[Data extracted from a collection]
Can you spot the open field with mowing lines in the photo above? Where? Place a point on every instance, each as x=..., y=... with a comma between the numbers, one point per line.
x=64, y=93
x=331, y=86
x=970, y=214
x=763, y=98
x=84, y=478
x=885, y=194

* Request
Please write out every line of the data above again, multiplying each x and y coordinate by 1.25 and rounding to a whole number, with halves rounded up. Leave all other lines unchanged.

* Output of the exercise
Can you spot the open field with mowing lines in the photo above? Where? Place a point on every instance, each as x=..., y=... with a comma between the numbers, one point per line.
x=80, y=116
x=414, y=108
x=1213, y=268
x=954, y=123
x=105, y=598
x=1106, y=243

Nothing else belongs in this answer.